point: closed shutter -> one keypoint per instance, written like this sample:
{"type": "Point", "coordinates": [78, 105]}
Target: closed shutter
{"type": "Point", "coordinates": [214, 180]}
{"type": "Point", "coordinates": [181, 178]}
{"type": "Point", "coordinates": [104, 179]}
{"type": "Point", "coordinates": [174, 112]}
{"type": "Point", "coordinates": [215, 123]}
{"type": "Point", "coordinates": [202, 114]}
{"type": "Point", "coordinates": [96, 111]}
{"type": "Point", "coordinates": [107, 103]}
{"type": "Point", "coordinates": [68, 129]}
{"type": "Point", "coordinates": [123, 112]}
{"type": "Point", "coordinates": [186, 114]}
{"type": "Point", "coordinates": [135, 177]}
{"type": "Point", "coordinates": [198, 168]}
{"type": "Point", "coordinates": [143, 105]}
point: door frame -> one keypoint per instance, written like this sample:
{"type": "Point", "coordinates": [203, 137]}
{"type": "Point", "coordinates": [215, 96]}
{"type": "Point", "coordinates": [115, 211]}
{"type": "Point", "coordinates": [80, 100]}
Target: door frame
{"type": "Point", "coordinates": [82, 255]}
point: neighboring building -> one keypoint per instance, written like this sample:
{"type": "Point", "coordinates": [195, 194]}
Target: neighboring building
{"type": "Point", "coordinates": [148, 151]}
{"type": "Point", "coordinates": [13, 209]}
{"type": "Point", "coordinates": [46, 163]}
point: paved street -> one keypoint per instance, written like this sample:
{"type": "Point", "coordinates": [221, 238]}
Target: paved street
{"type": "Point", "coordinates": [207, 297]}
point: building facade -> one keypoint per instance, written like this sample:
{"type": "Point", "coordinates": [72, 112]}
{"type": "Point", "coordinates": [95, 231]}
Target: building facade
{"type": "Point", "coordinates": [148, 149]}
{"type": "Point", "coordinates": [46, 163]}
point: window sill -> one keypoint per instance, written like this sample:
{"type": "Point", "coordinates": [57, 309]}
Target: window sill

________________

● Description of the task: Give the entries again in full, exactly as they are written.

● Solution for this problem:
point: closed shutter -> one keypoint per instance, written like this sample:
{"type": "Point", "coordinates": [78, 105]}
Target: closed shutter
{"type": "Point", "coordinates": [214, 180]}
{"type": "Point", "coordinates": [181, 178]}
{"type": "Point", "coordinates": [104, 179]}
{"type": "Point", "coordinates": [174, 112]}
{"type": "Point", "coordinates": [215, 123]}
{"type": "Point", "coordinates": [202, 114]}
{"type": "Point", "coordinates": [96, 111]}
{"type": "Point", "coordinates": [107, 103]}
{"type": "Point", "coordinates": [68, 129]}
{"type": "Point", "coordinates": [123, 112]}
{"type": "Point", "coordinates": [186, 114]}
{"type": "Point", "coordinates": [135, 177]}
{"type": "Point", "coordinates": [198, 168]}
{"type": "Point", "coordinates": [143, 105]}
point: door frame -> one keypoint per instance, written like this sample:
{"type": "Point", "coordinates": [203, 137]}
{"type": "Point", "coordinates": [215, 96]}
{"type": "Point", "coordinates": [115, 211]}
{"type": "Point", "coordinates": [80, 100]}
Target: door frame
{"type": "Point", "coordinates": [82, 255]}
point: neighboring building -> one keypoint per instance, written like this sample:
{"type": "Point", "coordinates": [195, 194]}
Target: neighboring building
{"type": "Point", "coordinates": [148, 151]}
{"type": "Point", "coordinates": [13, 209]}
{"type": "Point", "coordinates": [46, 163]}
point: paved street -> one keypoint per instance, written like this sample:
{"type": "Point", "coordinates": [221, 238]}
Target: paved street
{"type": "Point", "coordinates": [207, 297]}
point: building facade -> one keypoint per instance, written like this sample:
{"type": "Point", "coordinates": [72, 112]}
{"type": "Point", "coordinates": [95, 231]}
Target: building facade
{"type": "Point", "coordinates": [148, 149]}
{"type": "Point", "coordinates": [46, 163]}
point: window sill -> one keypoint per instance, written like this sample:
{"type": "Point", "coordinates": [57, 309]}
Target: window sill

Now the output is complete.